▶ **What needs to be done**: Resume the BEKE company analysis below, continuing from its final point on customer sensitivity.

3.5 Innovation & R&D

  • Consistent R&D into Realsee 3D tours and digital twins, AI-assisted agent tools, transaction workflow digitization and data-driven renovation solutions.
  • Innovation is a key differentiator vs. traditional brokers and a partial offset to thin margins typical in brokerage businesses.
04

Weaknesses and Vulnerabilities

4.1 Operational Challenges

  • Macro exposure: BEKE is heavily tied to transaction volumes in China's housing market, which remains structurally weak—resale home prices are still falling YoY and new construction investment continues to decline.
  • Thin margins: Operating and net margins remain low single digits; any misstep in pricing or cost control can quickly compress earnings.
  • Home renovation complexity: Renovation is operationally intensive, more cyclical, and margins can be volatile—scaling this segment requires tight execution.

4.2 Financial Concerns

  • Earnings volatility: 2024 net income fell ~30% YoY despite revenue growth, partly due to tax and mix effects; profitability remains highly sensitive to market volumes and commission rates.
  • Stock-based compensation (SBC): SBC is material, inflating non-GAAP metrics vs. GAAP and diluting shareholders over time.

4.3 Market Position Vulnerabilities

  • Competition from online portals and offline brokers: While BEKE is dominant, competition from regional agencies, portals (e.g., Anjuke/58.com), and alternative models (e.g., lower-fee agencies, self-service platforms) limits pricing power.
  • Customer sensitivity: With high-ticket, low-frequency transactions, customers are very price- and trust-sensitive; negative press or perceived overcharging can hurt volumes quickly.

▶ **Listed entries**:
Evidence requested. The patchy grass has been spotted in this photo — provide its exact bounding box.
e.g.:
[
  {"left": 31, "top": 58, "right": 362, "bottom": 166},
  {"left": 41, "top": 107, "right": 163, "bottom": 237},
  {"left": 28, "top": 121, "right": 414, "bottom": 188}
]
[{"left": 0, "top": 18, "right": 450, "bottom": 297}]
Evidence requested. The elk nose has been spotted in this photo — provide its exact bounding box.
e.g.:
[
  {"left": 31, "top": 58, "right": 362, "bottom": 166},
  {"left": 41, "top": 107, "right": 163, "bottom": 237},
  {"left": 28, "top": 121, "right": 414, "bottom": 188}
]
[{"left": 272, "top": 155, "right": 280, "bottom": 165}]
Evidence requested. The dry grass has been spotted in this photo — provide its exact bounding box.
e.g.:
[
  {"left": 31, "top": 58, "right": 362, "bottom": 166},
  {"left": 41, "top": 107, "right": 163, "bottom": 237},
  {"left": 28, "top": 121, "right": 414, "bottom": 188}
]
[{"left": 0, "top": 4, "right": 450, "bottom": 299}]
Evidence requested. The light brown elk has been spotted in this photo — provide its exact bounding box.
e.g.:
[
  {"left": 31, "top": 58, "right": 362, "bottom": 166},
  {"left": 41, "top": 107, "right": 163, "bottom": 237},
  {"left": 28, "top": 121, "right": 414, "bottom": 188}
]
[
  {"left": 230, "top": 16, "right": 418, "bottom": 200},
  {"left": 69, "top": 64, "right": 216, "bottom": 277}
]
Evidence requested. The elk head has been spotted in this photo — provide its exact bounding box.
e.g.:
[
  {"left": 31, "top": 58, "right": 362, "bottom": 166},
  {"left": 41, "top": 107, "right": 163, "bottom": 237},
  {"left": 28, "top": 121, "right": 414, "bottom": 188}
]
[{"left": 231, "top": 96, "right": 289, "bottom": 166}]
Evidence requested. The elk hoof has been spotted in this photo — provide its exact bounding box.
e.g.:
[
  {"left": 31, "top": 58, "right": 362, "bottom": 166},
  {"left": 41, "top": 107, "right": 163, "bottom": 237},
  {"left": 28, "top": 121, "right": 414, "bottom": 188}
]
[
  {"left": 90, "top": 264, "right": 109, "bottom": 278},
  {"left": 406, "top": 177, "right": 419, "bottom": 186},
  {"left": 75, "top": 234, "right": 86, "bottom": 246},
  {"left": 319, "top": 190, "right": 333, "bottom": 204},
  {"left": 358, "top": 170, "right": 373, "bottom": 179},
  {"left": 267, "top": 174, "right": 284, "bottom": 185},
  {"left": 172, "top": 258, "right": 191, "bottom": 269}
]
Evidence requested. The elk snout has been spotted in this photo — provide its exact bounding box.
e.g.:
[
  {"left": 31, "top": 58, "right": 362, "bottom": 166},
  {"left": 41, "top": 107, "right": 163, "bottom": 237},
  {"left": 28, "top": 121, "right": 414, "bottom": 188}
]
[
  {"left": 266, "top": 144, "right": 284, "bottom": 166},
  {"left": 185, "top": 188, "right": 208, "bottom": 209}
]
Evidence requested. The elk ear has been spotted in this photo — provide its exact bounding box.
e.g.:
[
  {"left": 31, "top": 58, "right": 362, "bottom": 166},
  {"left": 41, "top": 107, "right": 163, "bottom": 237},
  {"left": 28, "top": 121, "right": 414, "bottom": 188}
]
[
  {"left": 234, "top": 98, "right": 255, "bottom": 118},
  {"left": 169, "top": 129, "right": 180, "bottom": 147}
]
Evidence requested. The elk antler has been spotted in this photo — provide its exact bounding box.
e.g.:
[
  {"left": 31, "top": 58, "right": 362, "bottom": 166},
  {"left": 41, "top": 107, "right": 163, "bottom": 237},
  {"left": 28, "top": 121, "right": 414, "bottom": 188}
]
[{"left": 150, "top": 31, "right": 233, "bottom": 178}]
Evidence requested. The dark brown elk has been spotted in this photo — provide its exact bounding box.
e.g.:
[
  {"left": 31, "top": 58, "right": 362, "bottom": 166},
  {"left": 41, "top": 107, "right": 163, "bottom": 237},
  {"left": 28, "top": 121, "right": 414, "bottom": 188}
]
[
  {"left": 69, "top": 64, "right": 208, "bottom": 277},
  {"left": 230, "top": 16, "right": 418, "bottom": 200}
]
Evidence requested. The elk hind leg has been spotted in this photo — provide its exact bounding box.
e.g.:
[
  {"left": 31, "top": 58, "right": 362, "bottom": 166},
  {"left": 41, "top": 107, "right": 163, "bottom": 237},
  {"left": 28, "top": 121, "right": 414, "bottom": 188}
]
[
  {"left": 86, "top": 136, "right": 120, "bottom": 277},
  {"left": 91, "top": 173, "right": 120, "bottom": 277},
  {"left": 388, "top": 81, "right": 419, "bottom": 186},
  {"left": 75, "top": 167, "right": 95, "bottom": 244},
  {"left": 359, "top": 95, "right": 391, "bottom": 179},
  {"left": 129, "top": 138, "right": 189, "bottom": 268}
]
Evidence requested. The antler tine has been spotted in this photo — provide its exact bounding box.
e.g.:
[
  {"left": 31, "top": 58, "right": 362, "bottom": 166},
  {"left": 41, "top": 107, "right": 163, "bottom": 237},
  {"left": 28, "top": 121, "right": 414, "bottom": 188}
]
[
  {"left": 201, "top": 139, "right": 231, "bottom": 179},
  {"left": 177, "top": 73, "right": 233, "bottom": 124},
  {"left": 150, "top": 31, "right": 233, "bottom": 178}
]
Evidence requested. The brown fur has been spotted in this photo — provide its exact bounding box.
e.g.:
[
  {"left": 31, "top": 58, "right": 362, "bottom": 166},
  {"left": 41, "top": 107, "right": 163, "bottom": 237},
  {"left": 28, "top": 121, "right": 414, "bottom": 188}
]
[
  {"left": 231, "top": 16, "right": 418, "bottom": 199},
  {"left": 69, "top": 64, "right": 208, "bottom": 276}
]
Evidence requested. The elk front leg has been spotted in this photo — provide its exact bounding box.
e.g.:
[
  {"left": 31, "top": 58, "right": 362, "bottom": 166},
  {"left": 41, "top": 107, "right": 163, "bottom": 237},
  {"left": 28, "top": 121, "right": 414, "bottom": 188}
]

▶ **Reply**:
4.4 Strategic / Governance Issues

  • VIE structure & U.S. listing: BEKE uses a VIE (variable interest entity) structure for its China operations and has been identified under the U.S. HFCAA in the past; although PCAOB access has improved, regulatory risk has not disappeared.
  • Past short-seller scrutiny & litigation: BEKE faced short-seller allegations and shareholder class actions around 2021–2022; while no catastrophic outcome materialized, this history is a governance overhang.
05

Risk Assessment

Qualitative probability / impact assessment (P = probability, I = impact):

P: High / I: High

1. Business / Operational Risk

Dependence on housing transaction volumes; downturns like 2021–2025 can substantially reduce GTV and earnings. Execution risk in scaling home renovation and new services.

P: Med / I: Med

2. Competitive Risk

New entrants offering cheaper models (e.g., discount brokers, purely online). Potential tech disruption (e.g., direct developer-to-consumer platforms, more self-service transacting).

P: Med-High / I: High

3. Regulatory / Legal Risk

China regulatory shifts around data, housing, and platforms. U.S. HFCAA delisting risk and ongoing VIE uncertainties.

P: High / I: High

4. Macroeconomic & Property Market Risk

Ongoing property slump: resale prices down ~7% YoY; new home prices only stabilizing after multi-year declines. Consumer confidence and employment trends in China significantly affect housing demand.

P: Med / I: Med

5. ESG & Reputational Risk

Any scandal related to data, mis-selling, or agent behavior could damage brand trust. ESG profile is improving (MSCI rating upgrade), but sector-wide social risks remain.

P: Low / I: Med

6. Financial Risk

Low leverage and net cash reduce solvency risk. Main financial risks are earnings volatility, FX exposure (RMB vs. USD), and potential capital controls affecting cash repatriation.

06

Competitive Landscape Analysis

6.1 Primary Competitors

Domestic / Similar-Model Competitors

  • FangDD Network (DUO): Smaller online property platform; now a micro-cap (~$5–10M) with distressed fundamentals.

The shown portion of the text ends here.